## 作業指示
記録の最初の行から「point(303, 278)」を含む行まで（両端の行を含む）をすべて書き直し、回答にある座標の数値だけを1.85倍に拡大して整数に丸めてください（0.5は切り上げ）。ほかの行は元のまま残してください。

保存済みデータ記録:
• • • • •

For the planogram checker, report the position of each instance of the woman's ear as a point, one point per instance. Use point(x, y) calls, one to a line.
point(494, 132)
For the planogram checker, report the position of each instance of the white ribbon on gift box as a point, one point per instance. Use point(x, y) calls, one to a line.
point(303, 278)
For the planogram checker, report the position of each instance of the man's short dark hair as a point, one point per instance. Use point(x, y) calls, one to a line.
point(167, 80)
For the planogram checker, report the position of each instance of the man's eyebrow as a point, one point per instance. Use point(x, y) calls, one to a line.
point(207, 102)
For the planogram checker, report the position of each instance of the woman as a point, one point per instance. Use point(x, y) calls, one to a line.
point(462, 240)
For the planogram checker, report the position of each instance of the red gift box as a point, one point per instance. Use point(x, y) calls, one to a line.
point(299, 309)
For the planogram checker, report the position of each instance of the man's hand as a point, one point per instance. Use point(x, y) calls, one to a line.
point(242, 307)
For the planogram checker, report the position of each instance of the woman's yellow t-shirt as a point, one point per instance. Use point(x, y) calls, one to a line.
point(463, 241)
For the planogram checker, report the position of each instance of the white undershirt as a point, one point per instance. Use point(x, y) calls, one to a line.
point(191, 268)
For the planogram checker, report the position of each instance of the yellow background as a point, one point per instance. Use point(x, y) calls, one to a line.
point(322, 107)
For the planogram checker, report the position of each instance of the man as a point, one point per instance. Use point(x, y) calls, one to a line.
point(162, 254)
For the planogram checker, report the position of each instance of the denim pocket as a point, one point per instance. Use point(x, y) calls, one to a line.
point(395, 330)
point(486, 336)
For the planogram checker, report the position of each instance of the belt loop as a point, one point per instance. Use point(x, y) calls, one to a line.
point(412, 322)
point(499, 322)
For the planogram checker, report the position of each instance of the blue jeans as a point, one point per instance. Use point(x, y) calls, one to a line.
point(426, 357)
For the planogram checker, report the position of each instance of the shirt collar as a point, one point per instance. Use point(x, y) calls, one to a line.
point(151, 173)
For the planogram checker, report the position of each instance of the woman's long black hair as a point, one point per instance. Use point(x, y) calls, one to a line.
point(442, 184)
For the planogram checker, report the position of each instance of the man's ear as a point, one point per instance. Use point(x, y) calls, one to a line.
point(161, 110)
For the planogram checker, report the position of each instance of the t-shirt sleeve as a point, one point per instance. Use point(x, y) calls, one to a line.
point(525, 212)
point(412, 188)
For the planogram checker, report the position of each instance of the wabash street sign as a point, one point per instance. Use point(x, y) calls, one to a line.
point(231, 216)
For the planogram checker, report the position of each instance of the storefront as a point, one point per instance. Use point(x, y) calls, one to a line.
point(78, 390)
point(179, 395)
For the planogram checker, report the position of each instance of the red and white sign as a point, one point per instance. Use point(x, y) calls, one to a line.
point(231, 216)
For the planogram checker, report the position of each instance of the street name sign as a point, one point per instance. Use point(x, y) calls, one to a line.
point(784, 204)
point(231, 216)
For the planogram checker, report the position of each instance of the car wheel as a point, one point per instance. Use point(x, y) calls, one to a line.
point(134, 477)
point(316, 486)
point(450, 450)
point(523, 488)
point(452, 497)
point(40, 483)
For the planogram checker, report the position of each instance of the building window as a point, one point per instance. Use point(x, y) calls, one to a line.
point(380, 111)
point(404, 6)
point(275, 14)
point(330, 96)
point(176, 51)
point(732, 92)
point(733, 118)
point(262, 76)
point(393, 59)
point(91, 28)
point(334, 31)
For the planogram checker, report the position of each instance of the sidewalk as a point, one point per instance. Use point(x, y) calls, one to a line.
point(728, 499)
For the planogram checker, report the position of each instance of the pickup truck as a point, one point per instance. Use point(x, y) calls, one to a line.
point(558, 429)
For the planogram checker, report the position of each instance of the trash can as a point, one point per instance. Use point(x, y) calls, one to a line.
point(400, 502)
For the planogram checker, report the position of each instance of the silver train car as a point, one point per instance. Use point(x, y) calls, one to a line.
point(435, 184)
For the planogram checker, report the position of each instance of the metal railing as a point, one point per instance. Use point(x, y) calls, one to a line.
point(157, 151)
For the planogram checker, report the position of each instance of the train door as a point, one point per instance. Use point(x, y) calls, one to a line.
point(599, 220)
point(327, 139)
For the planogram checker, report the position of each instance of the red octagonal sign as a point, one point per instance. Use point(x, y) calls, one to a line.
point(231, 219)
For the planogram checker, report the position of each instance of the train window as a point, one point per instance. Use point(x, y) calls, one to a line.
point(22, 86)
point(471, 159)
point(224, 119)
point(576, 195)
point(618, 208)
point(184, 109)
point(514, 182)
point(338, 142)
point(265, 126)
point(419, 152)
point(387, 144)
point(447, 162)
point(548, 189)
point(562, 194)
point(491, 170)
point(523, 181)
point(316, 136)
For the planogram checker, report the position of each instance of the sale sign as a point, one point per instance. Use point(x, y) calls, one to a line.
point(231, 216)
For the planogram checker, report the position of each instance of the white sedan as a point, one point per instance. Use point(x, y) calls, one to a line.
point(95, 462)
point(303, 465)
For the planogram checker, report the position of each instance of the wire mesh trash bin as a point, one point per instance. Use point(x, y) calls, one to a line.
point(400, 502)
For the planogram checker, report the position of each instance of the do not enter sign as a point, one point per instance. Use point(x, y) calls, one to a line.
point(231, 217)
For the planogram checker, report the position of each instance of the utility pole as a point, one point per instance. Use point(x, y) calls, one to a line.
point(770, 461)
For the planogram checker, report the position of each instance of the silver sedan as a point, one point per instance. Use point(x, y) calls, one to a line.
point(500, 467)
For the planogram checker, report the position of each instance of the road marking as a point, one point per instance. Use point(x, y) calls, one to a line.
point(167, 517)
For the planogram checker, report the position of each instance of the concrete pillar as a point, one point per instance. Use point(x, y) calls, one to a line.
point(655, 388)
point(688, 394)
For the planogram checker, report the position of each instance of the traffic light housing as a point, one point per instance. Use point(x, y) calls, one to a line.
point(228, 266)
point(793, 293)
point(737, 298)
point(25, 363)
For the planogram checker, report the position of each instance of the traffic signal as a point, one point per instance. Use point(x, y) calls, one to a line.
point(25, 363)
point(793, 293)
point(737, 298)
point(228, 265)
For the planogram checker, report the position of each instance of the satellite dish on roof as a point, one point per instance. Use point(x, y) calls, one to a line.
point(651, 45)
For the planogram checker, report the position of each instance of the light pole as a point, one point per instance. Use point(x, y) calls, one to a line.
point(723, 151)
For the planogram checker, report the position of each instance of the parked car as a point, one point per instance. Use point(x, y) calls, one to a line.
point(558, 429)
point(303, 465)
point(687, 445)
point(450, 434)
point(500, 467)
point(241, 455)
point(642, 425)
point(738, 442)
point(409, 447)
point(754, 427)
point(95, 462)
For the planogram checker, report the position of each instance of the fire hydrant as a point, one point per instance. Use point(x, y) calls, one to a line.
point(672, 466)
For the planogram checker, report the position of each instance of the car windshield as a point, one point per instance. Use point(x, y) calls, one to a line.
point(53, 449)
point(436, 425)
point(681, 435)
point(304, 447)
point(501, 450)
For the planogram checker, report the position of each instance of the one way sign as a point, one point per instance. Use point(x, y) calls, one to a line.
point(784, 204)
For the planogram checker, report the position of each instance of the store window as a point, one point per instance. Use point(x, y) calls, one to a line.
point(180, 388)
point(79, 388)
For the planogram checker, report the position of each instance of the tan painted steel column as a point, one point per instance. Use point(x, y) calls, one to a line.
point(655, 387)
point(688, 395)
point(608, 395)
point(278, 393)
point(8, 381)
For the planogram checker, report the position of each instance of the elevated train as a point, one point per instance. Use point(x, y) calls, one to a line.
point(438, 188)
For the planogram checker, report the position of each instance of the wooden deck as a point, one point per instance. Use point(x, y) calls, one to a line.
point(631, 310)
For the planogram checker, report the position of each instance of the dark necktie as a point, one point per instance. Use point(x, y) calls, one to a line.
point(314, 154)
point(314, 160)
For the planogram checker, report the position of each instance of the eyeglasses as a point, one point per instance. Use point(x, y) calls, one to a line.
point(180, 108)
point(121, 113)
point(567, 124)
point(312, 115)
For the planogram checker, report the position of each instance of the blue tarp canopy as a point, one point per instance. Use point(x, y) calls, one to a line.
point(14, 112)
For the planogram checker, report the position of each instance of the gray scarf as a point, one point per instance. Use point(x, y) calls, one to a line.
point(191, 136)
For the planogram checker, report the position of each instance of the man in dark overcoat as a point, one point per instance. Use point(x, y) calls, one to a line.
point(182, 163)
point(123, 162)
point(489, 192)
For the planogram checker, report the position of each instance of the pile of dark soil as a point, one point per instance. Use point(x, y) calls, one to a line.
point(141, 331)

• • • • •

## 作業の回答
For the planogram checker, report the position of each instance of the woman's ear as a point, one point per instance. Use point(x, y) calls, one to a line.
point(914, 244)
For the planogram checker, report the position of each instance of the white ribbon on gift box as a point, one point per instance. Use point(x, y) calls, one to a line.
point(561, 514)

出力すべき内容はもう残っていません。